▶ Tasks:
(1) Please extract the stretch from "Had Nancy Pelosi" through "of global leadership." in the passage on the Long War, copying it word for word.
(2) Answer these questions from the passage on the Long War:
(a) Which two additional fronts did the collaboration between the Pentagon and the CIA open up?
(b) Which concept did counterinsurgency displace?
(c) What had President Bush repeatedly declared Iraq to be?

**** Selected text

First, even as the enterprise once known as the global war on terror continued, it lost all coherence and began to metastasize. As the end of that war’s first decade approached, the United States found itself strategically adrift. Even as Afghanistan replaced Iraq as the primary focus of attention, a surreptitious collaboration between the Pentagon and the CIA was opening up two additional fronts, in Pakistan and Yemen. Meanwhile, hawks clamored for direct military action against Iran. There could be no doubt that the Long War stretched well into the future. Yet where it led was anyone’s guess.

Second, yet another American way of war made a dramatic appearance or, perhaps more accurately, reappearance: Counterinsurgency (COIN) displaced the discredited concept of “shock and awe” in which Rumsfeld and others had invested such lofty expectations. In fact, COIN offered no plausible remedy to violent anti-Western jihadism, the threat from which the Long War derived its ostensible rationale. By restoring an appearance of purposefulness to military activity, however, it helped distract attention from the strategic crisis confronting Washington. Here, in fact, lay COIN’s chief political appeal along with the true measure of its perniciousness: It enabled senior civilian and military officials to sustain the pretense of having reasserted a measure of control over a situation in which they exercised next to none.

Finally, helped in part by the illusions propagated by counterinsurgency advocates, the Washington rules survived. Notwithstanding the aimlessness of the Long War, their proponents, both in and out of government and in and out of uniform, were able to quash rising popular doubts about the credo and the trinity. In this regard, as the Age of Bush gave way to the Era of Obama, little of substance changed. That was the greatest irony of all.

COURSE CORRECTION


Had Nancy Pelosi and her fellow Democrats made good on their promises to shut down the Iraq War, the implications might well have been profound. President Bush had repeatedly declared Iraq to be the global war on terror’s primary front, the must-win theater. Replace that must-win designation with not-worth-fighting and the idea that global war offered an antidote to violent jihadism would have collapsed. Americans might then just possibly have entertained second thoughts about the reigning conception of global leadership.

********
**** Supplied information

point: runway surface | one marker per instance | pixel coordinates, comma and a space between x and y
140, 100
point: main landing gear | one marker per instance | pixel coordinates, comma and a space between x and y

********

▶ Solutions below:
(1)
Had Nancy Pelosi and her fellow Democrats made good on their promises to shut down the Iraq War, the implications might well have been profound. President Bush had repeatedly declared Iraq to be the global war on terror’s primary front, the must-win theater. Replace that must-win designation with not-worth-fighting and the idea that global war offered an antidote to violent jihadism would have collapsed. Americans might then just possibly have entertained second thoughts about the reigning conception of global leadership.

(2)
(a) Pakistan and Yemen.
(b) The concept of "shock and awe."
(c) The global war on terror's primary front, the must-win theater.